• [Given problem A]:
In the Julia performance thread, what does Fortran not check at runtime?

* START Text *

There are three performance improvements in the above version:
You were allocating a new rij vector every time. You can avoid this via @. to broadcast, manually adding dots so the line reads @views rij .= r[:,i] .- r[:,j], or just expanding it into a for loop. Unfortunately, the for loop is the fastest, because array views in Julia currently allocate memory. That will probably be fixed in most cases.
@inbounds. Fortran does not check array bounds at runtime, while Julia does. We can turn this off in code blocks within functions via @inbounds.
As pointed out by DNF, sum(abs2, x) is much faster for x <: Vector, when x is short. Speeds are similar for long x (eg, 1000).
We’re now only allocating memory for the one time we’re creating rij, before the for loop.
If you want even more performance, you can use StaticArrays.
using StaticArrays
function potential!(a::AbstractMatrix, r::Vector{SVector{M,T}}) where {M,T}
n = length(r)
@boundscheck begin # following advice of tkoolen
if ( M > size(a,1) || n > size(a,2) )
throw(BoundsError("Dimensions of a: $(size(a)); dimensions of r: ($M, $n)"))
end
end
Epot = zero(T)
fill!(a, 0)
@inbounds for i = 1:n-1, j = i+1:n
rij = r[i] - r[j]
dist2 = rij' * rij
r6 = (1/dist2)^3
r12 = r6*r6
Epot += r12 - r6
for k=1:M
tmp = (r6 - 2*r12)/dist2 * rij[k]
a[k,i] -= tmp
a[k,j] += tmp
end
end
return Epot
end
rv = [@SVector randn(3) for i = 1:n];
Julia will compile a different version of the function for each length of StaticArray you pass it, because the length is known at compile time. For this reason, Julia can also knows how much memory will be required, and just puts everything on the stack, avoiding any runtime heap memory allocations.
I strongly agree with this. @learnjulia: there is no reason to limit your code to standard arrays and Float64s. If you do, it won’t work with other types of floats like Float32 or BigFloats, or with Dual numbers, so then automatic differentiation won’t work. Furthermore, Julia has lots of special kinds of arrays (see e.g. here, though this is just a tiny fraction of them), you have GPU arrays, and shared arrays for parallel processing, symmetrical array types, etc. etc. etc. None of them will work with your code if you limit it to standard Arrays.
In general, don’t over-specify your types, and definitely don’t write things like dist2::Float64 = dot(rij,rij) where ::Float64 is just visual noise.
In my view, the best code has no type specifications at all!
Makes sense, I’ll be more aware of this going forward. Being new to Julia I just follow examples found online, and I had this vague notion that specific types were better because they’d let the compiler optimise storage requirements etc. for each variable.

* END Text *
* START Information shown *

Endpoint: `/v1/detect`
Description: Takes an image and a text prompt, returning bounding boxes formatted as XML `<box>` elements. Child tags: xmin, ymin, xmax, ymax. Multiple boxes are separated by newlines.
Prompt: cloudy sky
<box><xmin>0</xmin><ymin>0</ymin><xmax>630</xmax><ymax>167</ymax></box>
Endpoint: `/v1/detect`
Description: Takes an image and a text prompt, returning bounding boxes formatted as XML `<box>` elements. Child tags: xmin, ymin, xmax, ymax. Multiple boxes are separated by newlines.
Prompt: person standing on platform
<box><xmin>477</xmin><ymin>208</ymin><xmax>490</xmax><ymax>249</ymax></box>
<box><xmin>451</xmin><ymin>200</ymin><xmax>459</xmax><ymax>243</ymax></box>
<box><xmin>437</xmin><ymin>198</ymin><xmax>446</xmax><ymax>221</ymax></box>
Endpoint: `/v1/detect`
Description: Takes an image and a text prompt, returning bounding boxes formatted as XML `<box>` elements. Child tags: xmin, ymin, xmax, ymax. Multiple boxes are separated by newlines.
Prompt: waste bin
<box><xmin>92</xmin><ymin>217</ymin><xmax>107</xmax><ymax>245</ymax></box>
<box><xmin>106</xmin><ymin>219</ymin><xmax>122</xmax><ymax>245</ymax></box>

* END Information shown *

• [Given problem B]:
Write out the listing above again, changing "Endpoint" to "Route" everywhere it appears and leaving everything else the same.

• [Task response A]:
Array bounds.

• [Task response B]:
Route: `/v1/detect`
Description: Takes an image and a text prompt, returning bounding boxes formatted as XML `<box>` elements. Child tags: xmin, ymin, xmax, ymax. Multiple boxes are separated by newlines.
Prompt: cloudy sky
<box><xmin>0</xmin><ymin>0</ymin><xmax>630</xmax><ymax>167</ymax></box>
Route: `/v1/detect`
Description: Takes an image and a text prompt, returning bounding boxes formatted as XML `<box>` elements. Child tags: xmin, ymin, xmax, ymax. Multiple boxes are separated by newlines.
Prompt: person standing on platform
<box><xmin>477</xmin><ymin>208</ymin><xmax>490</xmax><ymax>249</ymax></box>
<box><xmin>451</xmin><ymin>200</ymin><xmax>459</xmax><ymax>243</ymax></box>
<box><xmin>437</xmin><ymin>198</ymin><xmax>446</xmax><ymax>221</ymax></box>
Route: `/v1/detect`
Description: Takes an image and a text prompt, returning bounding boxes formatted as XML `<box>` elements. Child tags: xmin, ymin, xmax, ymax. Multiple boxes are separated by newlines.
Prompt: waste bin
<box><xmin>92</xmin><ymin>217</ymin><xmax>107</xmax><ymax>245</ymax></box>
<box><xmin>106</xmin><ymin>219</ymin><xmax>122</xmax><ymax>245</ymax></box>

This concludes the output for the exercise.